→ Task statement
Copy only this range: the line with "For the mapping pass, tag each instance of the reflection" through the final line of the material, inclusive at both ends.

Entries from a point annotation set:
━━━━━━━━━━

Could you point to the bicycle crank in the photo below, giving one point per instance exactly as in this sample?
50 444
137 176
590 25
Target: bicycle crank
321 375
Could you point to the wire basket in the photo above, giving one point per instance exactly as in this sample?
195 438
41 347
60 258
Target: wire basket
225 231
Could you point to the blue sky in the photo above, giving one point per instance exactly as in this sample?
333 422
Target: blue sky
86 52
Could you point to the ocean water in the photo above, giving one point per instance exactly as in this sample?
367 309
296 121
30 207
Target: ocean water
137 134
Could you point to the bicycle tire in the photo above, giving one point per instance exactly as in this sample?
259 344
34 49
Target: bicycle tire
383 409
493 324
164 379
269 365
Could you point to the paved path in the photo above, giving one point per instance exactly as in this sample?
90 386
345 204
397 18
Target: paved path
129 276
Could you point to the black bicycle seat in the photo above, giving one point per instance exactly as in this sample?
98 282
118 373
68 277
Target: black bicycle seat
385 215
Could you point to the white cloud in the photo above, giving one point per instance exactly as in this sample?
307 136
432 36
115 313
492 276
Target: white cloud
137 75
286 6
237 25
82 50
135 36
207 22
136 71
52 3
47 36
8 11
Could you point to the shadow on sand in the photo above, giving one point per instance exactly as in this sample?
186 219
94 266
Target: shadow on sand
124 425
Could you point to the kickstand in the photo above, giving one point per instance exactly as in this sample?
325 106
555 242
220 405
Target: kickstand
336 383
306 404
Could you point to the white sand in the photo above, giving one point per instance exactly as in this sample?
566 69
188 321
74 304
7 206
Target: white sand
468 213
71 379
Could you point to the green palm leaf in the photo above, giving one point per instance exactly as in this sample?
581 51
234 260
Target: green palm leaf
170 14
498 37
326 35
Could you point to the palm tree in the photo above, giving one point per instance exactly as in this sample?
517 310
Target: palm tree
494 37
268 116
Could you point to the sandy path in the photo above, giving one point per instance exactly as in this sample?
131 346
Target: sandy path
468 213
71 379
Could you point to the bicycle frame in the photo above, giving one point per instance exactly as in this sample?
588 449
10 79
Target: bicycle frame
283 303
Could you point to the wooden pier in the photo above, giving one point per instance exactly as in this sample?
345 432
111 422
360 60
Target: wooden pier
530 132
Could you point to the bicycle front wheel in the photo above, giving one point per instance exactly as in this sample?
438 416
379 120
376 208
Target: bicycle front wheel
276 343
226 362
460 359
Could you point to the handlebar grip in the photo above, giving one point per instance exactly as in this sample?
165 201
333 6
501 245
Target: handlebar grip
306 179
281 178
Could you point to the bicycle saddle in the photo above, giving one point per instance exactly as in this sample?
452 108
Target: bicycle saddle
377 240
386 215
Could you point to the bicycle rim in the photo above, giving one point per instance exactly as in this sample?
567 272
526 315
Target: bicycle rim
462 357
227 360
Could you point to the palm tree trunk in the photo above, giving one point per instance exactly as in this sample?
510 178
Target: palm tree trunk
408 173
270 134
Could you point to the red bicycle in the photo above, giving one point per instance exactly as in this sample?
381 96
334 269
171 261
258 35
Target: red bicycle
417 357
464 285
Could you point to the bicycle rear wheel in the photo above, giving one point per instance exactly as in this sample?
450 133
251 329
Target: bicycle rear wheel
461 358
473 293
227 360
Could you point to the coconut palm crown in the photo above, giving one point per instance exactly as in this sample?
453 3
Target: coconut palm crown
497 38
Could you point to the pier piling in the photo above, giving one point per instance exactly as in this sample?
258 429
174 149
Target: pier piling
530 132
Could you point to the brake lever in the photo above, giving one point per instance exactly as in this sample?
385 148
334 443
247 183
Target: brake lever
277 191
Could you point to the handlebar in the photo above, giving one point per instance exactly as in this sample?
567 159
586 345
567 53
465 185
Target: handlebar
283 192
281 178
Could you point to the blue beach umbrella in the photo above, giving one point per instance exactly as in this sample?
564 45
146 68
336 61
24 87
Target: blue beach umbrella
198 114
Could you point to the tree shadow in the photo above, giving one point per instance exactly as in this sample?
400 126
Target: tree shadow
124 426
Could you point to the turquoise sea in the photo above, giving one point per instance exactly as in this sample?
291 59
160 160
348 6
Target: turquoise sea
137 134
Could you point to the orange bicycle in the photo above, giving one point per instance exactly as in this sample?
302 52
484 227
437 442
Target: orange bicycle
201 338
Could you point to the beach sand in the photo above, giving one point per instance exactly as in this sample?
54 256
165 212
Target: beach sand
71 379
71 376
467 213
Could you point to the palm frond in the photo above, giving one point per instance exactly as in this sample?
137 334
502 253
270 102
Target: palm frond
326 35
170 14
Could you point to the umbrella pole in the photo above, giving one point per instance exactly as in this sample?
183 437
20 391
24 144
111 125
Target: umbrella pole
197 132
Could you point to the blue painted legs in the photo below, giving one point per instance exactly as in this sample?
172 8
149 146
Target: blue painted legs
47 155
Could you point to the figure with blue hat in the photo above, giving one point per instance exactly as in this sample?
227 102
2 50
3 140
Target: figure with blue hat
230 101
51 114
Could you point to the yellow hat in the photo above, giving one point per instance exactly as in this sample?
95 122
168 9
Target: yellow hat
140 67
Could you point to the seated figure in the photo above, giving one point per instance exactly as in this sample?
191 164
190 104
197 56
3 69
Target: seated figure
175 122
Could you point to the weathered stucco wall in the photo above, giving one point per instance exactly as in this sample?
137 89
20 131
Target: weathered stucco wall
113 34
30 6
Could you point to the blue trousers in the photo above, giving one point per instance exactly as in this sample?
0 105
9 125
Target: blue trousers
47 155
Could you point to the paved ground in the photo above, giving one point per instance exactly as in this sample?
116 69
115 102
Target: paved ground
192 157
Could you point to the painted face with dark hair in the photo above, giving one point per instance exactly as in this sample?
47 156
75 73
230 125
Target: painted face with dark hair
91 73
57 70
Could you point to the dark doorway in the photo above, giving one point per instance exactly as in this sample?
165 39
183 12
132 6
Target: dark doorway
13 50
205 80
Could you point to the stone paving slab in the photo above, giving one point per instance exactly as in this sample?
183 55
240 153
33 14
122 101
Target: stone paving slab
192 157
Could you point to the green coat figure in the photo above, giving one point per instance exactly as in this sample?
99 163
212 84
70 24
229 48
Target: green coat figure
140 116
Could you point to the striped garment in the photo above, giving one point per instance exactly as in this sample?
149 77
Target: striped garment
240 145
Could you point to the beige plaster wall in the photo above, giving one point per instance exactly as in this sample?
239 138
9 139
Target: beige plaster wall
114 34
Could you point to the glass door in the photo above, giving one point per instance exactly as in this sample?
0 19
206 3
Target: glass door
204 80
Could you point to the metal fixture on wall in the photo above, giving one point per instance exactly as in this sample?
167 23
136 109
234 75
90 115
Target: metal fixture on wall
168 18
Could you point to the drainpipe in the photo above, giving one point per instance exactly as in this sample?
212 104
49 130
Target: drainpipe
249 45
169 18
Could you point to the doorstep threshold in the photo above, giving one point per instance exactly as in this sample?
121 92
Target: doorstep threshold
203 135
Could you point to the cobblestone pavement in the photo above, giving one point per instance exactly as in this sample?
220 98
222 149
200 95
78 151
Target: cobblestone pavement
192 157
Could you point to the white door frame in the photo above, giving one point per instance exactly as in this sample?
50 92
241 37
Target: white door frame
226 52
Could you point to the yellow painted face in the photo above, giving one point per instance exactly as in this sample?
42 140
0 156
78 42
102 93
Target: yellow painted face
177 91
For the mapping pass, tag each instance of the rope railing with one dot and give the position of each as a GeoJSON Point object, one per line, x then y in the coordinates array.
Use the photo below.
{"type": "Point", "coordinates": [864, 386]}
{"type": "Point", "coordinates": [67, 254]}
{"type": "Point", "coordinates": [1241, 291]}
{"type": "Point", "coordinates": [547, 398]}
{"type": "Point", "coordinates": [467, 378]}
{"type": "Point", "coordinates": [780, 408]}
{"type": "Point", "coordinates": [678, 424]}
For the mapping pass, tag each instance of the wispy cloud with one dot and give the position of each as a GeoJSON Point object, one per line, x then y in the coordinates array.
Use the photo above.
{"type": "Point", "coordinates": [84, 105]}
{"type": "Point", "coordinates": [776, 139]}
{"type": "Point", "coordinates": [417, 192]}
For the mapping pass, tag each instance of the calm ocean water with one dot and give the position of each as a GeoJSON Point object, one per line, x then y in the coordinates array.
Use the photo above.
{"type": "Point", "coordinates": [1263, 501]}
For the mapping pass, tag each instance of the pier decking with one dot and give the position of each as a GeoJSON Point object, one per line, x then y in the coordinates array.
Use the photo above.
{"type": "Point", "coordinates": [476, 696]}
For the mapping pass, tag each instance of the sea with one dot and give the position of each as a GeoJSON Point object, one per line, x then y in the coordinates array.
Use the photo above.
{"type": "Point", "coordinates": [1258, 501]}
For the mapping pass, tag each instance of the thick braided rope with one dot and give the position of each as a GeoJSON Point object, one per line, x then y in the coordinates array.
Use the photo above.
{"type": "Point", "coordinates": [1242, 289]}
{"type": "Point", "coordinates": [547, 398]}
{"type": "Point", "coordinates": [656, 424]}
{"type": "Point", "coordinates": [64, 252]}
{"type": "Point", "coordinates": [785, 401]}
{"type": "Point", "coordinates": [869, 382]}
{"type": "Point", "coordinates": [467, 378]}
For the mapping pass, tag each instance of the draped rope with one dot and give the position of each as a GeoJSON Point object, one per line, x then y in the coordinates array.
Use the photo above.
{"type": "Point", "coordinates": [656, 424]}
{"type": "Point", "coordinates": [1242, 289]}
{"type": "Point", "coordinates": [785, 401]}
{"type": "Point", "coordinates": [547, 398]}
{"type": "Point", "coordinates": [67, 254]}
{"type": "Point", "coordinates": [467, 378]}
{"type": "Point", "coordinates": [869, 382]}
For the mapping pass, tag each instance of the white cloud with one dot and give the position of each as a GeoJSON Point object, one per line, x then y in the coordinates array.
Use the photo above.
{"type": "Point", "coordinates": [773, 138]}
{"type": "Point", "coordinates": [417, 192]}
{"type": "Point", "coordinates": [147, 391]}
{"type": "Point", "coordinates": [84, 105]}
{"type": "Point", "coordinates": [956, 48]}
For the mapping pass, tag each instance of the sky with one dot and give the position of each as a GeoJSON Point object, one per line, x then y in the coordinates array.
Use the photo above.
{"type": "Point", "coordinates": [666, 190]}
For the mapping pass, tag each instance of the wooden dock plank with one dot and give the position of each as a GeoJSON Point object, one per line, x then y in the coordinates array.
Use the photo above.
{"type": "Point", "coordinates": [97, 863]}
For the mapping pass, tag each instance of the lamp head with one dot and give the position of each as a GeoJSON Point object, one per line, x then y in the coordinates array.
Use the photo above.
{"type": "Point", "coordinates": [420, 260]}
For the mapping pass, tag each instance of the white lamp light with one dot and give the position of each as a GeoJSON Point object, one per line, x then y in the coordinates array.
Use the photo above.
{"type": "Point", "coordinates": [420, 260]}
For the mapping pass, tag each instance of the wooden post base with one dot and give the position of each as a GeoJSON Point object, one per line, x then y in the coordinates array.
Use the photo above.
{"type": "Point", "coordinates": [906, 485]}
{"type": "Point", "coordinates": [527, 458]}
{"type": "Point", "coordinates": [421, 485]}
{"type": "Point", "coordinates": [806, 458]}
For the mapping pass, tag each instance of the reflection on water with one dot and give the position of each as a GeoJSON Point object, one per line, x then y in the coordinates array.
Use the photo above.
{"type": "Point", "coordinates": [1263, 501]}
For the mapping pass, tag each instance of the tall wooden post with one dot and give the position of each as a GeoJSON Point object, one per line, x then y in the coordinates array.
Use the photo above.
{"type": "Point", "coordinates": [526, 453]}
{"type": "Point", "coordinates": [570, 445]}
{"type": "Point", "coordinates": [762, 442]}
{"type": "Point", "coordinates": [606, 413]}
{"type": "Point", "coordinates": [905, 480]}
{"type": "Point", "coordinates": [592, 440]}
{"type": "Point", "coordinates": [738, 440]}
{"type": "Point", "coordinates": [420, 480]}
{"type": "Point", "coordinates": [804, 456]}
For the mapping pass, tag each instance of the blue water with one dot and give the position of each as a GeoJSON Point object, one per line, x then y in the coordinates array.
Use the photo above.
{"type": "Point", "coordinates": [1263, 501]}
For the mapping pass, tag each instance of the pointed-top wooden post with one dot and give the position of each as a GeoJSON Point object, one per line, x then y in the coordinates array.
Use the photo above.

━━━━━━━━━━

→ Written response
For the mapping pass, tag each instance of the reflection on water with one dot and give the position of each as a GeoJSON Point object, one per line, x then y in the coordinates array.
Use the photo above.
{"type": "Point", "coordinates": [1263, 501]}
For the mapping pass, tag each instance of the tall wooden post with one dot and give the position of each as a GeoJSON Point object, one per line, x then y in the coordinates array.
Use the photo above.
{"type": "Point", "coordinates": [526, 453]}
{"type": "Point", "coordinates": [570, 445]}
{"type": "Point", "coordinates": [762, 442]}
{"type": "Point", "coordinates": [606, 413]}
{"type": "Point", "coordinates": [905, 480]}
{"type": "Point", "coordinates": [592, 440]}
{"type": "Point", "coordinates": [738, 440]}
{"type": "Point", "coordinates": [420, 480]}
{"type": "Point", "coordinates": [804, 456]}
For the mapping pass, tag each instance of the blue water with one dot and give the position of each as a GeoJSON Point object, one per line, x then y in the coordinates array.
Use the photo above.
{"type": "Point", "coordinates": [1263, 501]}
For the mapping pass, tag each instance of the pointed-top wooden post with one dot and give the position of each as a GeoJSON Point object, one per line, x then y in the coordinates array.
Use the photo above.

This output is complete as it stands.